*Records to process*.
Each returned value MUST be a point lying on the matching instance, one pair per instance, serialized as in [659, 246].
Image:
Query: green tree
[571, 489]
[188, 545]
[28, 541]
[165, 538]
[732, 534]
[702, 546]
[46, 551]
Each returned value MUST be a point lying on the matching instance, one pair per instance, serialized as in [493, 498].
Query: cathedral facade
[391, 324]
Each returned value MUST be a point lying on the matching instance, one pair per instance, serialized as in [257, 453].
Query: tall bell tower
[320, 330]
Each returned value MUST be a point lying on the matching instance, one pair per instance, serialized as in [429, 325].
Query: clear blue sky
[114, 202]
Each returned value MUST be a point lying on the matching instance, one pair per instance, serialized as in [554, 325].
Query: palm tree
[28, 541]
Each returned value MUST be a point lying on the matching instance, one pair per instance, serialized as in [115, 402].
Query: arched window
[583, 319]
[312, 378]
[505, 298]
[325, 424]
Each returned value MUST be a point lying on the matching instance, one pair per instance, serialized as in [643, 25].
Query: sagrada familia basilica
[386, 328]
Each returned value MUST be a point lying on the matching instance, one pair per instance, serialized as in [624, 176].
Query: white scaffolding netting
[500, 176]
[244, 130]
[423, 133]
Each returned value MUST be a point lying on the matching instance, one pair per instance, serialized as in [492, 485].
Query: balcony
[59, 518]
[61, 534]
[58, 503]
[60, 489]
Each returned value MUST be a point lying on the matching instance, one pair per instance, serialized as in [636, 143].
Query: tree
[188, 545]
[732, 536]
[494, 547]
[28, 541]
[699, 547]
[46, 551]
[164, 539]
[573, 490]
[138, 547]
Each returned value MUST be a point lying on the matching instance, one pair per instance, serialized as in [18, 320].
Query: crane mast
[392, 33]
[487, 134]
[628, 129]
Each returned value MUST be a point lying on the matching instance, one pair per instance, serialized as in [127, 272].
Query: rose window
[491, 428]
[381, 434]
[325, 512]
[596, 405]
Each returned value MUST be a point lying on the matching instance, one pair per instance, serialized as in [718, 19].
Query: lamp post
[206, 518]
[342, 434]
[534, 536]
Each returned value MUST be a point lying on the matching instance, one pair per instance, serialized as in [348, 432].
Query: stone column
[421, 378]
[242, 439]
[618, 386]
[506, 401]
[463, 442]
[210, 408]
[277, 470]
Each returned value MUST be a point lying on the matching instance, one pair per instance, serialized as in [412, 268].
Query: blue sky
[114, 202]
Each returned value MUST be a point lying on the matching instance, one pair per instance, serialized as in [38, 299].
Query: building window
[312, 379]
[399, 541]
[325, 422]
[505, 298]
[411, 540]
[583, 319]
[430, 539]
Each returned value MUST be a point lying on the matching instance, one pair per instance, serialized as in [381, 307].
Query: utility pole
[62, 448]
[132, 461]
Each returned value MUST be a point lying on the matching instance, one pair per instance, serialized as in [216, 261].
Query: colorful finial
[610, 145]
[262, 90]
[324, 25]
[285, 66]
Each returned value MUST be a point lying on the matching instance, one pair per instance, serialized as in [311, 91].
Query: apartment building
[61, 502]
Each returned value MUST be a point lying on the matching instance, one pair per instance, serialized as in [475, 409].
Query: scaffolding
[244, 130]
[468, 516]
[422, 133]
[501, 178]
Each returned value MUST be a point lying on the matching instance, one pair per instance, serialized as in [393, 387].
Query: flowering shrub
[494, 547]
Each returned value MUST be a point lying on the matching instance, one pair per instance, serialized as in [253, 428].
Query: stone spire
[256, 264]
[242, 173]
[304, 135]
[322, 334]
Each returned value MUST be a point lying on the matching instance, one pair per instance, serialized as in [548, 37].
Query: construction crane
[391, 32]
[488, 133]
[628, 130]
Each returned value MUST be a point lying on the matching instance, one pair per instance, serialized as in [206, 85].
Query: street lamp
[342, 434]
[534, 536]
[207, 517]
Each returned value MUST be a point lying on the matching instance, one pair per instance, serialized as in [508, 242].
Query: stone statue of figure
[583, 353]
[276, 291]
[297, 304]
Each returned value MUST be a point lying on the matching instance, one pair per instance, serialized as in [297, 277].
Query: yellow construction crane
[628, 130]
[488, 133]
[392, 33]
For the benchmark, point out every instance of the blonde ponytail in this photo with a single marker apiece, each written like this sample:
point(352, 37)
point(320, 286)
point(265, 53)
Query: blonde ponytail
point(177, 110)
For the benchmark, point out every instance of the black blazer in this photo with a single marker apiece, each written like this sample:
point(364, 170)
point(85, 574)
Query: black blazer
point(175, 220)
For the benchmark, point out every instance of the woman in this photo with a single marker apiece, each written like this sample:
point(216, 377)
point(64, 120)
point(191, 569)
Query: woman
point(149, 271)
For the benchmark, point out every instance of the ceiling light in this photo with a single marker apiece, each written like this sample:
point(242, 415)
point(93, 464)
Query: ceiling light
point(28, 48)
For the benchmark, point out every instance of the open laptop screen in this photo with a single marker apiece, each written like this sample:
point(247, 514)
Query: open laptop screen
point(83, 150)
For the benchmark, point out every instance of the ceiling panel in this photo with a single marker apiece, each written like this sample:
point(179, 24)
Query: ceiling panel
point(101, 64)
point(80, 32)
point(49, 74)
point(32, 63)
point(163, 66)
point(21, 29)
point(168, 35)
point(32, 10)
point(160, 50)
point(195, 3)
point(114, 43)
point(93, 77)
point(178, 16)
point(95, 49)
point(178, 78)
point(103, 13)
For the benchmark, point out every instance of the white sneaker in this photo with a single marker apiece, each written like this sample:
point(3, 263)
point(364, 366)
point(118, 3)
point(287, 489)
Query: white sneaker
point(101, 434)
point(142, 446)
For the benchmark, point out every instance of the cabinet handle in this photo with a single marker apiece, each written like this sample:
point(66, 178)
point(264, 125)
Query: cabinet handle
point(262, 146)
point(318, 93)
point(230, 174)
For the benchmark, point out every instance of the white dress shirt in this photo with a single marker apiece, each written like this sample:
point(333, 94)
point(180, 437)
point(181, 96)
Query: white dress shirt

*Exercise details*. Every line from the one containing "For the benchmark, point out every instance of the ceiling light" through the last line of the entries must be written out verbatim, and no other line.

*Solution to the exercise*.
For the benchmark, point out every instance of the ceiling light in this photo with a single marker apiece, each written like this sample:
point(242, 415)
point(93, 464)
Query: ceiling light
point(28, 48)
For the benchmark, point out every instance of the open laptop screen in this photo with a single marker apiece, each written like this sample:
point(247, 514)
Query: open laptop screen
point(83, 150)
For the benchmark, point out every instance of the ceiling panel in this photo with a single marker apiece, each written like this sample:
point(179, 24)
Query: ceiling panel
point(101, 64)
point(80, 32)
point(49, 74)
point(32, 63)
point(163, 66)
point(21, 29)
point(168, 35)
point(32, 10)
point(160, 50)
point(195, 3)
point(114, 43)
point(93, 77)
point(178, 16)
point(95, 49)
point(178, 78)
point(103, 13)
For the benchmark, point out every instance of the white sneaker in this photo with a single marker apiece, each written like this sample:
point(3, 263)
point(364, 366)
point(118, 3)
point(287, 489)
Query: white sneaker
point(101, 434)
point(142, 446)
For the benchmark, point out every instance of the cabinet handle in this photo with a single marker apiece, each written like this sample:
point(66, 178)
point(264, 125)
Query: cabinet handle
point(262, 146)
point(318, 93)
point(230, 174)
For the benchmark, point out every instance of the white dress shirt in this photo with a single marker apiece, each written like this sample:
point(333, 94)
point(180, 437)
point(181, 96)
Query: white dress shirt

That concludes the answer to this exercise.